> WHAT YOU WILL DO
Please write out the material word for word, starting with its first line and going on through the line with "column 112, row 102", and include that line.
--- BEGIN DATA TO USE ---
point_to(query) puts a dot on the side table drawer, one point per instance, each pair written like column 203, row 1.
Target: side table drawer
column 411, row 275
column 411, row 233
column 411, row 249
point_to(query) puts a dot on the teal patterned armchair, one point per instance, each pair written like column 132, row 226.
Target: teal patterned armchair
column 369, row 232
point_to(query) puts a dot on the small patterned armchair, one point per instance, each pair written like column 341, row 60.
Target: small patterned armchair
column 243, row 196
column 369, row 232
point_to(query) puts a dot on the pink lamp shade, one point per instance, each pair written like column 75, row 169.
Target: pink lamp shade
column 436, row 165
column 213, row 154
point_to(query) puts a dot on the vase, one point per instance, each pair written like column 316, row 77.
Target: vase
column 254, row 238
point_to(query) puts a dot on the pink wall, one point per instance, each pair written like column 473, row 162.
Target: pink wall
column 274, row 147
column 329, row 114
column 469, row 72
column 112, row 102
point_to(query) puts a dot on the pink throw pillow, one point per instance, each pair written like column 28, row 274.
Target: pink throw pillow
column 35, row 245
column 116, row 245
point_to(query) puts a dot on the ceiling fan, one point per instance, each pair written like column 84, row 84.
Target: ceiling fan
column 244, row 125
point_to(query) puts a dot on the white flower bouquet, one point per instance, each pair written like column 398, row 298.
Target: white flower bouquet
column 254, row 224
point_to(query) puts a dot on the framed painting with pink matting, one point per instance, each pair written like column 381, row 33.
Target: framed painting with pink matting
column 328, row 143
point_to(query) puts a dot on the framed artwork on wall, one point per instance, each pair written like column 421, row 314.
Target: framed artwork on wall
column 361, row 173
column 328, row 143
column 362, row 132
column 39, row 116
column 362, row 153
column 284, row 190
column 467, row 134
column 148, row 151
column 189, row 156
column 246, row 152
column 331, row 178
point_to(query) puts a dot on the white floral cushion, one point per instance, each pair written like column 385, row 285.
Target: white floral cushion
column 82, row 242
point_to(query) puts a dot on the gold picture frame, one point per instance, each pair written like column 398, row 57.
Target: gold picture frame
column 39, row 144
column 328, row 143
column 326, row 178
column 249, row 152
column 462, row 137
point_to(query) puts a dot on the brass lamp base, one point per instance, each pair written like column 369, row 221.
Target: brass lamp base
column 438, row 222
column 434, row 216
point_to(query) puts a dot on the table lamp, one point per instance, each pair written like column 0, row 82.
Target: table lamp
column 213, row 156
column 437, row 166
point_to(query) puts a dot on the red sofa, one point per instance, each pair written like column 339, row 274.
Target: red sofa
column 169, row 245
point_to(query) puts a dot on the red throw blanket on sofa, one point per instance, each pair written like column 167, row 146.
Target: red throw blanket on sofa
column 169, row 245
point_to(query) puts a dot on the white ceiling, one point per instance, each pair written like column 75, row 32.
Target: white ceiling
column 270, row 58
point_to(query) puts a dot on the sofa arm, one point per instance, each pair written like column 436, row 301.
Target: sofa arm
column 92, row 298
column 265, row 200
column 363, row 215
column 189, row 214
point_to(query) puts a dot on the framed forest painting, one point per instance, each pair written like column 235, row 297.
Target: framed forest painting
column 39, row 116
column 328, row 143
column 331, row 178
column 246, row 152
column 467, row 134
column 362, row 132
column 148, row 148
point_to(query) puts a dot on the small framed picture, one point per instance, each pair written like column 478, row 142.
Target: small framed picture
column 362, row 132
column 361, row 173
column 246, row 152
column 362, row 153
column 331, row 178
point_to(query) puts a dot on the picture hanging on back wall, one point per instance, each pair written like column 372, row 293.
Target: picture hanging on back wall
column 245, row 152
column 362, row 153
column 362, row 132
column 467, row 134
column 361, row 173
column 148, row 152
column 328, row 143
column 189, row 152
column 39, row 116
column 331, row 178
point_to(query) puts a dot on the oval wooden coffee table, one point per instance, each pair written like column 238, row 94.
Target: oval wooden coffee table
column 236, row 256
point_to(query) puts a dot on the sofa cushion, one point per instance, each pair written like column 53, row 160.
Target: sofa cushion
--- END DATA TO USE ---
> EXERCISE RESPONSE
point_to(query) puts a dot on the side table drawer, one point per instance, each pair written like column 203, row 1.
Target: side table drawer
column 411, row 275
column 411, row 233
column 411, row 249
point_to(query) puts a dot on the teal patterned armchair, one point per instance, each pair written like column 132, row 226.
Target: teal patterned armchair
column 369, row 232
point_to(query) puts a dot on the small patterned armchair, one point per instance, each pair written like column 341, row 60.
Target: small patterned armchair
column 243, row 196
column 369, row 232
point_to(query) puts a dot on the pink lamp shade, one point per instance, each pair written like column 75, row 169.
Target: pink lamp shade
column 436, row 165
column 213, row 154
point_to(query) puts a dot on the vase, one point per instance, each pair written like column 316, row 77.
Target: vase
column 254, row 238
point_to(query) puts a dot on the pink wall, one point per instance, each pair written like column 473, row 162.
Target: pink wall
column 274, row 147
column 329, row 114
column 469, row 72
column 112, row 102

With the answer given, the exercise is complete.